Task item: In the text below about the immune landscape of gastro-esophageal cancers, how many of the fresh tumor biopsies were esophageal adenocarcinomas?

Text section:
###
April, 04, 2024 | Esophageal Cancer, Gastrointestinal Cancer

KEY TAKEAWAYS

  • The study aimed to investigate the immune microenvironment in patients with gastric and esophageal adenocarcinomas to identify factors influencing response to immunotherapy.
  • Researchers noticed that esophageal tumors show heightened immune suppression, highlighting the need for tailored immunotherapy based on tumor location in GEACs.

Tumors in the distal esophageal adenocarcinoma (EAC), and gastro-esophageal junction, including cardia (GEJAC) and stomach (GAC), exhibit molecular and cellular similarities. However, chemo-immunotherapy effectiveness varies among GEAC patients, with EACs and GEJACs displaying a reduced response to checkpoint inhibition compared to GACs.

Given the pivotal role of the tumor immune microenvironment (TME) in therapy response, Tessa S Groen-van Schooten and the team aimed to conduct a comprehensive immune analysis of untreated GEACs to inform the development of personalized immunomodulatory strategies.

They performed an inclusive analysis utilizing 14-color flow cytometry in a prospective study to delineate the immune landscape of untreated gastro-esophageal cancers (n=104), utilizing fresh tumor biopsies comprising 35 EACs, 38 GEJACs, and 31 GACs.

They characterized the immune cell composition of GEACs and correlated it with clinicopathologic features such as tumor location, MSI, and HER2 status. Additionally, the spatial immune architecture of a subset of tumors (n=30) was assessed using multiplex immunohistochemistry (mIHC), enabling the determination of tumor infiltration by CD3+, CD8+, FoxP3+, CD163+, and Ki67+ cells.
###
Supplied data:

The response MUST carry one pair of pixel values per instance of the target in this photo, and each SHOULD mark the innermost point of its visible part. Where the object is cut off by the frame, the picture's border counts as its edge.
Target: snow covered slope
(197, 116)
###
Output below: 35